• **Aufgabe 1**
Beantworte anhand des folgenden Textauszugs zur Kassenwahlfreiheit diese Fragen.
(a) In welchem Jahr wurde die Befragung der Versicherten durchgeführt?
(b) Wie viel Prozent der Befragten konnten alle vier Fragen richtig beantworten?
(c) Wie viel Prozent der befragten Nichtwechsler waren sich sicher, dass Kassen keine neuen Mitglieder ablehnen dürfen?

• **Textauszug**
Die von der Kassenwahlfreiheit erwartete Steuerungswirkung dürfte aber absolut und auf unabsehbare Zeit durch eine Reihe von Fehlannahmen und -verständnissen über die Berechtigung und Wirkung eines Kassenwechsels bei nicht wenigen Versicherten beeinträchtigt werden. Nach einer 2005 durchgeführten Befragung von Versicherten, die ihre Kasse bisher nicht gewechselt hatten, nach den Gründen dieses Verhaltens, konnten lediglich 20 Prozent der Befragten alle vier Fragen, die hier eine Rolle hätten spielen können, richtig beantworten (Braun et al. 2008a): Nur 41 Prozent verneinten richtigerweise die Behauptung, beim Kassenwechsel zwischen gesetzlichen Krankenkassen gingen angesparte Beiträge verloren, immerhin 74 Prozent sagten, es treffe nicht zu, dass langjährige Versicherte mehr Leistungen erhielten als Neuversicherte, 71 Prozent bejahten zutreffend die These, Alte und Kranke zahlten in der GKV dasselbe wie Junge und Alte und nur 50 Prozent der befragten Nichtwechsler waren sich sicher, dass Kassen keine neuen Mitglieder ablehnen dürfen.

• **Aufgabe 2**
Tausche in den Einträgen „jeans“ gegen „denim pants“ und gib sie sonst unverändert wieder, beginnend mit der Zeile, die „Target: blue sky“ enthält, bis zum Ende der Einträge. Lass die Bilder dabei weg.

• **Bereitgestellte Daten**
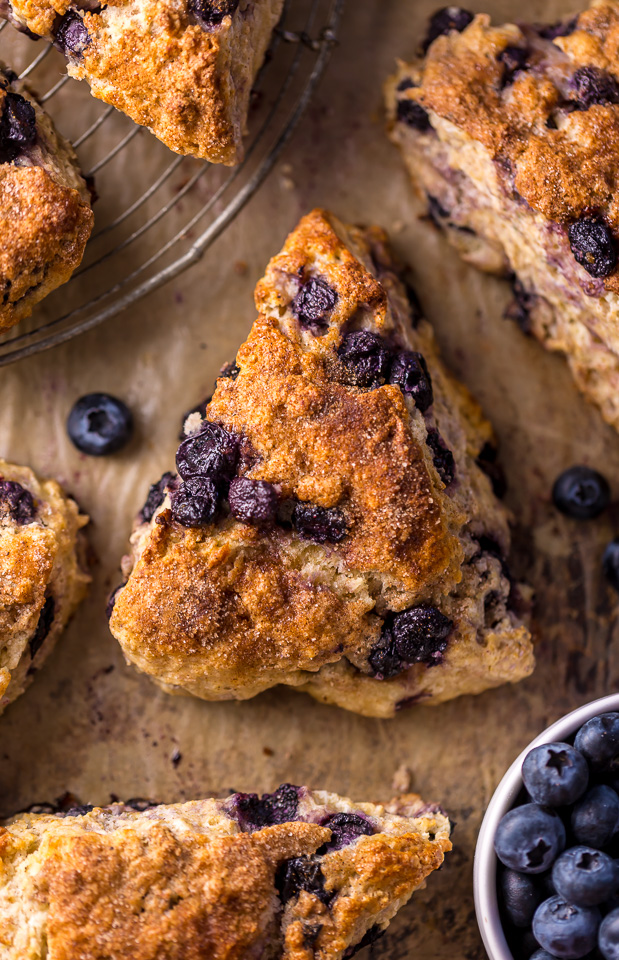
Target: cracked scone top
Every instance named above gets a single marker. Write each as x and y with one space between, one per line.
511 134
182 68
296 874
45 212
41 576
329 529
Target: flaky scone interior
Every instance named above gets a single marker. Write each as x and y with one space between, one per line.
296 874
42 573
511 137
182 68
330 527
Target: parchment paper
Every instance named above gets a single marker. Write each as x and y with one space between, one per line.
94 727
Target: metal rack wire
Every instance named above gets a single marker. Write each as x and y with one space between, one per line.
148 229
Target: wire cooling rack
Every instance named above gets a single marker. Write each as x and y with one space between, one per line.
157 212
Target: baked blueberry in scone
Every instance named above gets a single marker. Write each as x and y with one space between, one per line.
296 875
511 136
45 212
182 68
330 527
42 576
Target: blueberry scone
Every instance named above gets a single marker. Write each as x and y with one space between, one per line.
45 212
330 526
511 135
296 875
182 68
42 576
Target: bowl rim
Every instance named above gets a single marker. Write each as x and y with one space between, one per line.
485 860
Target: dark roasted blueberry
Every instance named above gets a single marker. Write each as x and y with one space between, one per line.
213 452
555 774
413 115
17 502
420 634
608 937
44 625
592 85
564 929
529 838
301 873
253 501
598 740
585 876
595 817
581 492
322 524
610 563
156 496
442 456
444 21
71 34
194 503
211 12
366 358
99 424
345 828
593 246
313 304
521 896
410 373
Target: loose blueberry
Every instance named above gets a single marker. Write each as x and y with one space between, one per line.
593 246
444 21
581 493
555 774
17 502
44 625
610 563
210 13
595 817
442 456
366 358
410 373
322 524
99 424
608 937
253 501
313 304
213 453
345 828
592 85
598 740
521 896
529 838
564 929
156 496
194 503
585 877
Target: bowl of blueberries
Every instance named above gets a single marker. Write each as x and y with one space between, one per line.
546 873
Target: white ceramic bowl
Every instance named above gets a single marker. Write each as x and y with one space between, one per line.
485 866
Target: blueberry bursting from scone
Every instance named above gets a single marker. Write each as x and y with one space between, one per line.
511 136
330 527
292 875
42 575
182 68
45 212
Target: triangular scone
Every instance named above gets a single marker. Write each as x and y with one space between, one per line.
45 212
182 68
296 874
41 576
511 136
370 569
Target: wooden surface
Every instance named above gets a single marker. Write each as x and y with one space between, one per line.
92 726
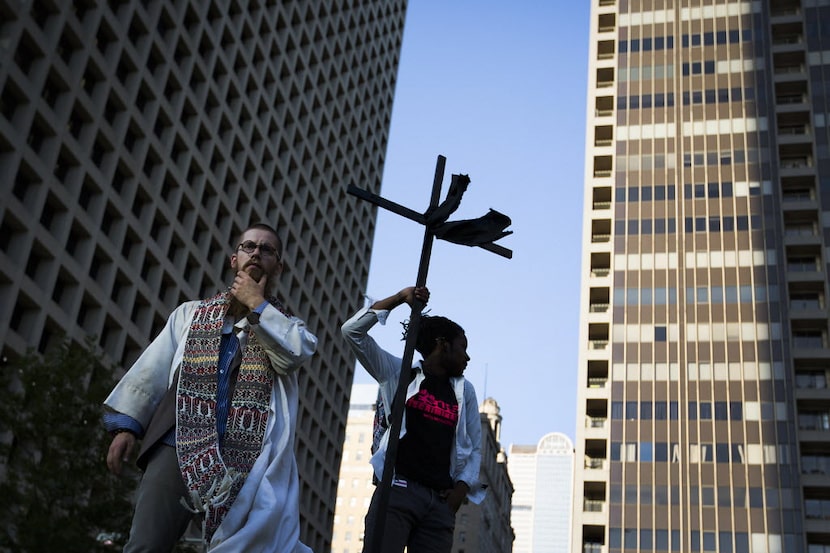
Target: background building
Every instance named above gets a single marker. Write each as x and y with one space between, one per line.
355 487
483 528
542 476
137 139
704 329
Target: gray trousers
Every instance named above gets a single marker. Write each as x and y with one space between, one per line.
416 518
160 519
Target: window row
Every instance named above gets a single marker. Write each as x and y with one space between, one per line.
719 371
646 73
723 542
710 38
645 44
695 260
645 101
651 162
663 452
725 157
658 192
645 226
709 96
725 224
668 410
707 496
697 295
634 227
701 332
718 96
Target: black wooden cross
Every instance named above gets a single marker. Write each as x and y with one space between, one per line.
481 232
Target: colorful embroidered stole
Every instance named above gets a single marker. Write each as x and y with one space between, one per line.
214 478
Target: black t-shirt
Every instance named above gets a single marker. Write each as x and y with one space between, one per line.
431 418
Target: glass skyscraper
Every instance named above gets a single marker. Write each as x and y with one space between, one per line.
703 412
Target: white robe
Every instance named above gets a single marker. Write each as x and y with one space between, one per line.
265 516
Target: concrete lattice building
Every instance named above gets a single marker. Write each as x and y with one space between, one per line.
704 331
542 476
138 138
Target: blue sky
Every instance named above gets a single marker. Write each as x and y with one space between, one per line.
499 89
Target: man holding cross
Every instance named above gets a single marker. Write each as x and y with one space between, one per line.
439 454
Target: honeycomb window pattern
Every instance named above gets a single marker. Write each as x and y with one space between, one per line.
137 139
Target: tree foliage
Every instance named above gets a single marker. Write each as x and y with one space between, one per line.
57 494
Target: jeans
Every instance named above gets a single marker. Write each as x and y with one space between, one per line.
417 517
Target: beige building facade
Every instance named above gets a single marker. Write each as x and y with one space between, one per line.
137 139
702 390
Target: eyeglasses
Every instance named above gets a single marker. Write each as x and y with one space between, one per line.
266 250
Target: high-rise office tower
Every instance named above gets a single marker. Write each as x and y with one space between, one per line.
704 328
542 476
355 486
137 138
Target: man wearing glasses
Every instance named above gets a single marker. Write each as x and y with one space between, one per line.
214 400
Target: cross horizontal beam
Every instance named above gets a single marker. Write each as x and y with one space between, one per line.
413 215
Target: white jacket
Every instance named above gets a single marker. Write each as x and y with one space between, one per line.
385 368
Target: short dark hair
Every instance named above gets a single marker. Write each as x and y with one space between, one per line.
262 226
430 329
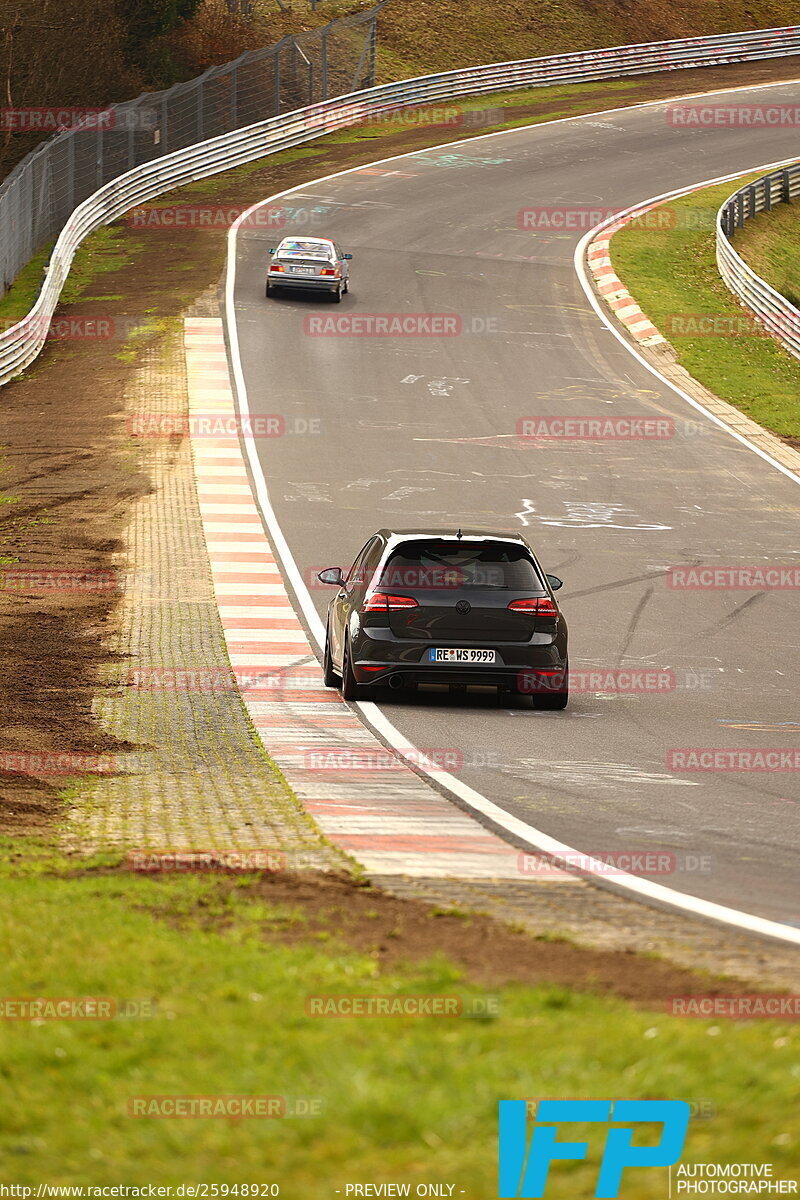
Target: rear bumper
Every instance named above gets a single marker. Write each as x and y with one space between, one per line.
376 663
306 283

• **Vollständige Ausgabe 1**
(a) 2005
(b) 20 Prozent
(c) 50 Prozent

• **Vollständige Ausgabe 2**
Target: blue sky
Every instance named above gets a single marker. Write each as x and y with one space between, one per line.
499 89
Target: man holding cross
Every instance named above gets a single marker. Write each as x and y with one space between, one per line.
439 454
Target: honeycomb window pattern
Every instance named above gets a single marker. Write each as x and y with one space between, one per line.
137 139
Target: tree foliage
Every instance named above gets a single marker. Write each as x and y with one space between, one per line.
57 494
Target: denim pants
Every instance named above gets a single marker. Write each as x and y with one space between, one per line.
417 517
Target: beige building facade
Every instance named above gets a single marker. Write each as x and y with one space between, one per line.
137 139
702 390
Target: eyeglasses
Every instance named above gets a single marker. Write each as x and y with one space between, one per line.
266 250
Target: high-rise office tower
Every instance named above gets a single marker. Write each as x and y with one space between, one per line.
704 328
542 476
355 486
137 138
Target: man wearing glasses
Every instance named above gets a single marker. Write each as x and y with one space between, one per line.
214 400
Target: cross horizontal beam
Every instance named above gets a single marker. Write each as x and y with one space between, one per line.
413 215
Target: white jacket
Every instance named above gets a single marker. Write each as x and y with one space between, one per line.
385 368
Target: short dark hair
Every instance named above gets a single marker. Write each as x and y with one space between, one per line.
262 226
430 329
Target: rear bumper
Every instance named above gets a single marker. Write each as x and y with one space between, one per line.
376 663
306 283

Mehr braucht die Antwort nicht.